» **DATA EXTRACTS**

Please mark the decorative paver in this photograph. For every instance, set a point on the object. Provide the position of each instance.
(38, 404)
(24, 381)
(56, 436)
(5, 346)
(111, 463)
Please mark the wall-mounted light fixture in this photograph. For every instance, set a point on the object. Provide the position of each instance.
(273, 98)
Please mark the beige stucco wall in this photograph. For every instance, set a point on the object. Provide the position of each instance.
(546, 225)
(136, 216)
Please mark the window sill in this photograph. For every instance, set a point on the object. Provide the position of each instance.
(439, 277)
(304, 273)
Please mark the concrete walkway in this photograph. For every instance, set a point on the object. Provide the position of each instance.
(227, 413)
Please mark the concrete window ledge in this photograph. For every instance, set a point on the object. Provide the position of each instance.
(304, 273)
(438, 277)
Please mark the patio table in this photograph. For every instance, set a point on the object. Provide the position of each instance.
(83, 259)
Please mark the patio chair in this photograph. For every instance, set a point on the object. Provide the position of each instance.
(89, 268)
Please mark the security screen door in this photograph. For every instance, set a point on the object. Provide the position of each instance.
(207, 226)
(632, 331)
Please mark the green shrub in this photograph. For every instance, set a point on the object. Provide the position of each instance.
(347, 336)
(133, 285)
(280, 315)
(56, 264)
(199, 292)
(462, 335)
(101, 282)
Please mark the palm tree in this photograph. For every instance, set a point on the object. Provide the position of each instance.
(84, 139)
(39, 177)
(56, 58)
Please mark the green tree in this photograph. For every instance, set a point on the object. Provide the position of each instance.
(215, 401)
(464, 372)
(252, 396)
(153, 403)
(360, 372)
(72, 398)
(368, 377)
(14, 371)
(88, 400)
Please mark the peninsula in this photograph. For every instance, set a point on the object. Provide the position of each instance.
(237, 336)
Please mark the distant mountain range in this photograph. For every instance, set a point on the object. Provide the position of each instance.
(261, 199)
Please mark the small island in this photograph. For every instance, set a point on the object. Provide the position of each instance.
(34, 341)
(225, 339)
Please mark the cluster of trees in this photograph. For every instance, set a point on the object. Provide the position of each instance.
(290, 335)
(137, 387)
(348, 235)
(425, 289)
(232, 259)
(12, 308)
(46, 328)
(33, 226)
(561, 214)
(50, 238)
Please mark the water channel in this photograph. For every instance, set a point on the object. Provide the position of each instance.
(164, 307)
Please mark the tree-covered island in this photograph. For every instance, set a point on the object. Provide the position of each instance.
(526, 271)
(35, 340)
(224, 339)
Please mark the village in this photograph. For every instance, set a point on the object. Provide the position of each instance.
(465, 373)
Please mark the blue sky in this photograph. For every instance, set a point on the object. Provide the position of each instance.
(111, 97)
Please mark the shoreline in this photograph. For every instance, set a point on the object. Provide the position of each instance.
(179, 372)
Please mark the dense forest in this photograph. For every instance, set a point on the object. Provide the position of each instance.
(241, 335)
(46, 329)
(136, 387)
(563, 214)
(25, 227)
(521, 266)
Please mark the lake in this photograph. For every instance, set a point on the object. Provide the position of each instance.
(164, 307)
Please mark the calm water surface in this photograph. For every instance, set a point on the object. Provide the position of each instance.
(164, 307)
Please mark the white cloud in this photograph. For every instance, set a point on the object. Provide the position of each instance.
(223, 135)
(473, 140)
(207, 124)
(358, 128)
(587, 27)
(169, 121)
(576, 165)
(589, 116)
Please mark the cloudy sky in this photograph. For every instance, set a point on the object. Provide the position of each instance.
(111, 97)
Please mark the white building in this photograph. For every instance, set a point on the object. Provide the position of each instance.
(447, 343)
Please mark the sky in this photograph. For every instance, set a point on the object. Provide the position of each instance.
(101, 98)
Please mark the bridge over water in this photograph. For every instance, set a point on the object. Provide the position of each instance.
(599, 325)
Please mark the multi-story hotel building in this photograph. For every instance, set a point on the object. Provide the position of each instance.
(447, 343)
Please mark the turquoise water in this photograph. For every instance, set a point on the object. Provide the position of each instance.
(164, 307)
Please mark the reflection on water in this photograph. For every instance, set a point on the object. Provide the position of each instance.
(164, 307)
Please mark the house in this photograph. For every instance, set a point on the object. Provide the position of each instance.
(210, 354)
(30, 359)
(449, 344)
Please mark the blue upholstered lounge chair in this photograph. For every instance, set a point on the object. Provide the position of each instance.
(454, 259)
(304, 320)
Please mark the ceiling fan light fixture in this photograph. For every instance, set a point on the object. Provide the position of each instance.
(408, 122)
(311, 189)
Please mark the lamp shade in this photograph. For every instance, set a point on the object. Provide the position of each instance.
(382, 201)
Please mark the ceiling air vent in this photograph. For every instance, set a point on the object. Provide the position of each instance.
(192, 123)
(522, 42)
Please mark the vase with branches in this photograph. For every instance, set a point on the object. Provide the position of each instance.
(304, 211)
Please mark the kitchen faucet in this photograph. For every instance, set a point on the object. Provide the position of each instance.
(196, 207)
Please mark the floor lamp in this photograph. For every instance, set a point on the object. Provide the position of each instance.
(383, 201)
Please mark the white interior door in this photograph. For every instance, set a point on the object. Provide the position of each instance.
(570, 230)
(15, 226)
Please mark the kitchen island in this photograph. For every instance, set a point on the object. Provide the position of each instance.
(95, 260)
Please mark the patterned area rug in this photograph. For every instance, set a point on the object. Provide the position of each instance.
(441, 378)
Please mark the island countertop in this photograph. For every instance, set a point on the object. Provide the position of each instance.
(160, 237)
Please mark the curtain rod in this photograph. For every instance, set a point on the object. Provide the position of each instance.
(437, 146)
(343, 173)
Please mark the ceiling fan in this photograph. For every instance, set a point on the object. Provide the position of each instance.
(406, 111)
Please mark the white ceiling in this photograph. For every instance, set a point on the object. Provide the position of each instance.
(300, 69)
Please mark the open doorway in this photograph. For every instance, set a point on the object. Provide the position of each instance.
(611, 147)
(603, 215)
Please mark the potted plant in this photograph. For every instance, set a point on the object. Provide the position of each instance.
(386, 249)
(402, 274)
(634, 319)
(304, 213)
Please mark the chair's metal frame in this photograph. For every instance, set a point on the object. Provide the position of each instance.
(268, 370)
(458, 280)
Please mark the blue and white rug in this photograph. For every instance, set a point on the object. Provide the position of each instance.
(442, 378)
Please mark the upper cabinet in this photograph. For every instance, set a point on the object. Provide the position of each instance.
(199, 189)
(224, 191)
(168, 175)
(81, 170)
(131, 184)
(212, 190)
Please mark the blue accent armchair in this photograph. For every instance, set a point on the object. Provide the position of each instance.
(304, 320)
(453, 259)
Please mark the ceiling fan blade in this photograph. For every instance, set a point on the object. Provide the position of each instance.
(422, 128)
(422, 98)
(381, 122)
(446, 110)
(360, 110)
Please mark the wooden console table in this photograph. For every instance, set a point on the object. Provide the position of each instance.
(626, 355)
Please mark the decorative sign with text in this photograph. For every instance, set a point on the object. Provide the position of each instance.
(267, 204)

» **WORK INSTRUCTIONS**
Copy out the records above without altering anything.

» **RESULT**
Please mark the decorative paver in this photograph. For every instance, set a point on the object. Provide the position of each instance.
(38, 404)
(24, 381)
(56, 436)
(5, 346)
(111, 463)
Please mark the wall-mounted light fixture in this photograph. For every instance, set a point on the object. Provide the position of each instance.
(273, 98)
Please mark the beige stucco wall in this photograph. For every instance, set a point on the object. Provide the position of each instance.
(546, 225)
(136, 216)
Please mark the window sill in this photograph. For every instance, set a point on the object. Provide the position of each instance.
(439, 277)
(304, 273)
Please mark the concrete walkway in this photograph. For every instance, set a point on the object. Provide the position of each instance.
(227, 413)
Please mark the concrete window ledge in this photograph. For every instance, set a point on the object. Provide the position of each instance.
(304, 273)
(438, 277)
Please mark the patio table in this photograph. For every instance, set a point on the object. Provide the position of each instance.
(83, 259)
Please mark the patio chair in this photograph. For every instance, set a point on the object. Provide the position of each instance.
(89, 268)
Please mark the security screen door in this photograph. For every instance, set a point on the object. Provide the position of each instance.
(207, 226)
(632, 331)
Please mark the green shrub in this photograph. For every instance, set a point on the object. Provide the position of each instance.
(347, 336)
(133, 285)
(280, 315)
(56, 264)
(199, 292)
(462, 335)
(101, 282)
Please mark the palm tree in this photograph. For every instance, set a point on the object. Provide the position of each instance.
(84, 139)
(39, 177)
(56, 58)
Please mark the green tree in this photograph. For every instance, set a point on the object. Provide the position of each instance.
(215, 401)
(464, 372)
(252, 396)
(153, 403)
(360, 372)
(72, 398)
(368, 377)
(14, 371)
(88, 400)
Please mark the peninsula in this photograph. For every instance, set a point on the object. Provide the position of each instance.
(237, 336)
Please mark the distant mountain range in this photograph. For every instance, set a point on the object. Provide the position of each instance.
(261, 199)
Please mark the small island in this photograph. For every instance, set a point on the object. Provide the position of each instance.
(34, 341)
(225, 339)
Please mark the cluster of trees in this photograph. For every instance, set a point on the object. Provide the position of each instance.
(290, 335)
(137, 387)
(348, 235)
(425, 289)
(232, 259)
(12, 308)
(46, 328)
(33, 226)
(561, 214)
(50, 238)
Please mark the water channel in this photograph. For every instance, set a point on the object. Provide the position of each instance.
(164, 307)
Please mark the tree-covered island in this photograph. For every instance, set a point on the object. Provide the position of each instance.
(526, 271)
(35, 340)
(224, 339)
Please mark the village in this photograph. For every instance, set a point on the object. Provide the position of each instance.
(465, 373)
Please mark the blue sky in this photograph. For every instance, set a point on the object. Provide the position of each instance.
(111, 97)
Please mark the shoreline in this photograph. For every instance, set a point on the object. Provide the position of each instance.
(179, 372)
Please mark the dense forest in this photograph. For every instance, set a point on the object. Provide the position of each instance.
(241, 335)
(46, 329)
(136, 387)
(563, 214)
(25, 227)
(521, 266)
Please mark the lake in this photograph. For every instance, set a point on the object. Provide the position of each instance.
(164, 307)
Please mark the calm water surface in this photograph. For every instance, set a point on the object. Provide the position of each instance.
(164, 307)
Please mark the white cloud in this photograph. For every instance, set a point on the object. Provide the position of each instance.
(223, 135)
(473, 140)
(207, 124)
(358, 128)
(587, 27)
(169, 121)
(576, 165)
(589, 116)
Please mark the cloudy sky in this photograph. For every instance, set a point on the object. Provide the position of each instance.
(111, 97)
Please mark the white building in this photograph. For every instance, set a point on the object. Provide the position of each instance.
(447, 343)
Please mark the sky in this photograph. For every instance, set a point on the object. Provide the position of each instance.
(101, 98)
Please mark the bridge over water in this photograph. For every instance, set a point on the object. Provide the position of each instance.
(599, 325)
Please mark the multi-story hotel building in this photograph. For every instance, set a point on the object. Provide the position of each instance.
(447, 343)
Please mark the turquoise water in this photograph. For every instance, set a point on the object. Provide the position of each instance.
(164, 307)
Please mark the reflection on water in this photograph. For every instance, set a point on the object. Provide the position of each instance.
(164, 307)
Please mark the house in this photograph. For every instance, set a point on the object. Provide the position of each instance.
(210, 354)
(30, 359)
(449, 344)
Please mark the blue upholstered lounge chair in this photograph. For every instance, set a point on the object. Provide the position of each instance.
(454, 259)
(304, 320)
Please mark the ceiling fan light fixture in this photograph. For every instance, set a point on the object. Provide the position of each instance.
(408, 122)
(311, 189)
Please mark the lamp shade in this photograph. For every instance, set a point on the object. Provide the position of each instance.
(382, 201)
Please mark the ceiling air vent in this photograph. For every instance, set a point on the object. Provide the position of each instance.
(192, 123)
(522, 42)
Please mark the vase with branches in this photograph. For every instance, set a point on the object. Provide the position of each instance.
(304, 211)
Please mark the kitchen faucet in this photograph. For every instance, set a point on the object. Provide the position of each instance.
(196, 207)
Please mark the floor lamp in this photograph. For every instance, set a point on the object. Provide the position of each instance.
(383, 201)
Please mark the white interior door in this photograph. For every instance, set a point on the object. Provide the position of each instance.
(570, 230)
(15, 226)
Please mark the kitchen island in this photograph. For every instance, set a point on the object. Provide the position of each instance.
(95, 260)
Please mark the patterned area rug in this photograph. For every instance, set a point on the object. Provide the position of each instance.
(441, 378)
Please mark the island countertop in this photograph. For every instance, set a point on the object. Provide the position of each instance.
(160, 237)
Please mark the curtain rod in this photograph. For every instance, set a point on the object. Provide the position of each instance.
(437, 146)
(343, 173)
Please mark the ceiling fan in this photograph. For every instance, set a point on the object. Provide the position of each instance.
(406, 111)
Please mark the white ceiling in this photograph. For every instance, set a point on the object. Provide the position of each instance.
(300, 69)
Please mark the open doorway in this photograph. For every instance, set a point on the object. Provide the position of each instance.
(611, 147)
(603, 215)
Please mark the potted plant in this photograph. For every instance, set a point on the object. Provide the position of each instance.
(386, 249)
(402, 274)
(634, 319)
(304, 213)
Please mark the chair's metal frame in this photograph. For every instance, set a point on the object. Provide the position of each instance.
(268, 370)
(458, 280)
Please mark the blue and white rug in this photograph. For every instance, set a point on the object. Provide the position of each instance.
(442, 378)
Please mark the upper cabinet in this photograph. For every instance, set a point on the object. Provide the position of each instance.
(199, 189)
(224, 191)
(168, 175)
(81, 170)
(131, 184)
(212, 190)
Please mark the blue accent armchair in this photograph. For every instance, set a point on the object. Provide the position of each instance.
(304, 320)
(453, 259)
Please mark the ceiling fan blade in this photograph. For every instance, set a point on the object. Provide the position of each instance.
(422, 128)
(422, 98)
(381, 122)
(446, 110)
(360, 110)
Please mark the wooden console table in this photograph. For every instance, set a point on the object. Provide the position of each instance.
(626, 355)
Please mark the decorative sign with text in this photograph. For every instance, set a point on the object. Provide the position of each instance.
(267, 204)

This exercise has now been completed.